PROBLEM REQUIREMENTS: Revise the entries below so that "sidewalk" becomes "pavement" wherever it occurs, changing nothing else. Leave the pictures out of your answer.

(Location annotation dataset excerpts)

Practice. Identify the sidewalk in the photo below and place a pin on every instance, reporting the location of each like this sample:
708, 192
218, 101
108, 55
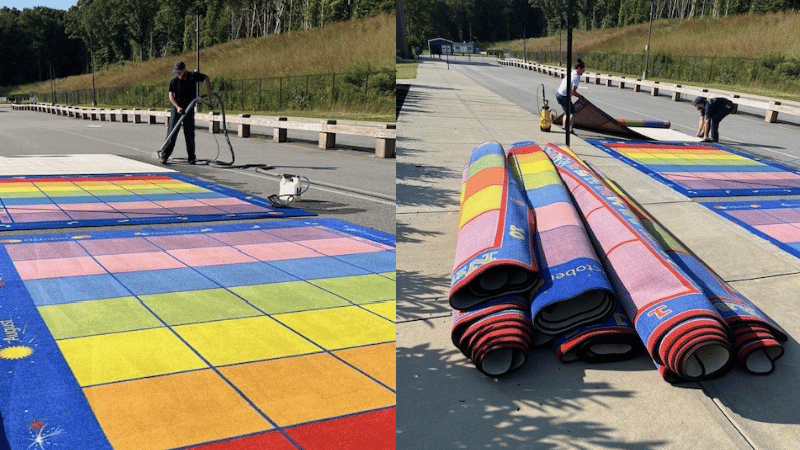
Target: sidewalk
444, 402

ANSWER TO THE PROBLEM:
Practice. Identify the pavement in the photo below and place a pin on every instance, reporting the location of each like this sample:
708, 192
218, 101
108, 55
Target: pavement
444, 402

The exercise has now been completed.